• [Task to complete]:
Set down the material below in full, matching it exactly.

• [Exercise input]:

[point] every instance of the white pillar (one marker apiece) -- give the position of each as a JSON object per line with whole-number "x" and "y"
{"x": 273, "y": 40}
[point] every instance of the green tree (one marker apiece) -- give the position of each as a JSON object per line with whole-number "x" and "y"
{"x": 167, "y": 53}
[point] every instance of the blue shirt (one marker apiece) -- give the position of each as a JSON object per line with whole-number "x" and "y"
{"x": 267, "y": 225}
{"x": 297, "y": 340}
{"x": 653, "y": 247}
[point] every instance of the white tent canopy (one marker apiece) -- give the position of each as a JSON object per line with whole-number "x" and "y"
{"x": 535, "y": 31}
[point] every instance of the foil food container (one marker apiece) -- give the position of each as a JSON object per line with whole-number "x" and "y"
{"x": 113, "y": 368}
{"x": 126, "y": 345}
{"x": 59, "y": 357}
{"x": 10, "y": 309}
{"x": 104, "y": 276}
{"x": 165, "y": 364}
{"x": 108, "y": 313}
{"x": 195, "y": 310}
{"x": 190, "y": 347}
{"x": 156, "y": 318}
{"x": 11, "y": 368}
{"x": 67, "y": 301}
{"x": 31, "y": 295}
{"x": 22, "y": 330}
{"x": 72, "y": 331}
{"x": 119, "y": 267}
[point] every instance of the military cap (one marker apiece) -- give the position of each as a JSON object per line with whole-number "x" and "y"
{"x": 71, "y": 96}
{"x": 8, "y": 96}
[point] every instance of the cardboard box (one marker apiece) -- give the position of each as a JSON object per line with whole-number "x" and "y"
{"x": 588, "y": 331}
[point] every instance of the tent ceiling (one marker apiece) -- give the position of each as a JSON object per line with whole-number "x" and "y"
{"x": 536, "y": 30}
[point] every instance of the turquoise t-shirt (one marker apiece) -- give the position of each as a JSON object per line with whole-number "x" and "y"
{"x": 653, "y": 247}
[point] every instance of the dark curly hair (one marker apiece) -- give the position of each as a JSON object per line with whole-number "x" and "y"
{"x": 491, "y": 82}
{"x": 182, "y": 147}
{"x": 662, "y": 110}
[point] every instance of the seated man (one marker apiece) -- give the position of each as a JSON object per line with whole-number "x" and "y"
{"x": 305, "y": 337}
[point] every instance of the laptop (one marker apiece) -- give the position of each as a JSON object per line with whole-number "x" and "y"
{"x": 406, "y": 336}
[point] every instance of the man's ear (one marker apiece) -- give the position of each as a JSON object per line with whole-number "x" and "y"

• [Answer for the task]:
[point] every instance of the white pillar (one marker apiece) -- give the position of each as a JSON object per line with whole-number "x" and "y"
{"x": 273, "y": 40}
[point] every instance of the green tree (one marker apiece) -- give the position of each as a JSON object per line with whole-number "x" and "y"
{"x": 167, "y": 53}
[point] every instance of the blue shirt (one marker apiece) -- give the position of each as a JSON object per line with whole-number "x" and "y"
{"x": 267, "y": 225}
{"x": 297, "y": 340}
{"x": 653, "y": 247}
[point] every instance of the white tent canopy (one marker apiece) -- give the position of each as a JSON object per line with whole-number "x" and "y"
{"x": 535, "y": 31}
[point] every instance of the foil food container (one marker apiece) -- give the position of each as a JSON object per line with whole-number "x" and "y"
{"x": 113, "y": 368}
{"x": 126, "y": 345}
{"x": 59, "y": 357}
{"x": 10, "y": 309}
{"x": 104, "y": 276}
{"x": 165, "y": 364}
{"x": 108, "y": 313}
{"x": 195, "y": 310}
{"x": 190, "y": 347}
{"x": 156, "y": 318}
{"x": 11, "y": 368}
{"x": 67, "y": 301}
{"x": 31, "y": 295}
{"x": 22, "y": 330}
{"x": 72, "y": 331}
{"x": 119, "y": 267}
[point] every instance of the military cap (one marker apiece) -- give the position of each as a JSON object per line with whole-number "x" and "y"
{"x": 71, "y": 96}
{"x": 8, "y": 96}
[point] every instance of the cardboard box (one marker apiece) -- give the position of each as a JSON object per line with whole-number "x" and "y"
{"x": 588, "y": 331}
[point] every instance of the tent ceiling (one marker apiece) -- give the position of each as a JSON object per line with whole-number "x" and "y"
{"x": 536, "y": 30}
[point] every instance of the turquoise t-shirt (one marker apiece) -- give the position of each as a JSON object per line with whole-number "x" and "y"
{"x": 653, "y": 247}
[point] every instance of the dark curly hair (one marker apiece) -- give the position of each as a JSON object per line with whole-number "x" and "y"
{"x": 491, "y": 82}
{"x": 182, "y": 147}
{"x": 662, "y": 110}
[point] every instance of the seated man (one marker apiece) -- give the position of each as a JSON object per line with whole-number "x" and "y"
{"x": 305, "y": 337}
[point] every instance of the laptop (one marker apiece) -- give the position of each as a JSON object per line with whole-number "x" and "y"
{"x": 406, "y": 336}
[point] every instance of the man's ear (one marker apiece) -- give the position of each as a JSON object per line with whole-number "x" and "y"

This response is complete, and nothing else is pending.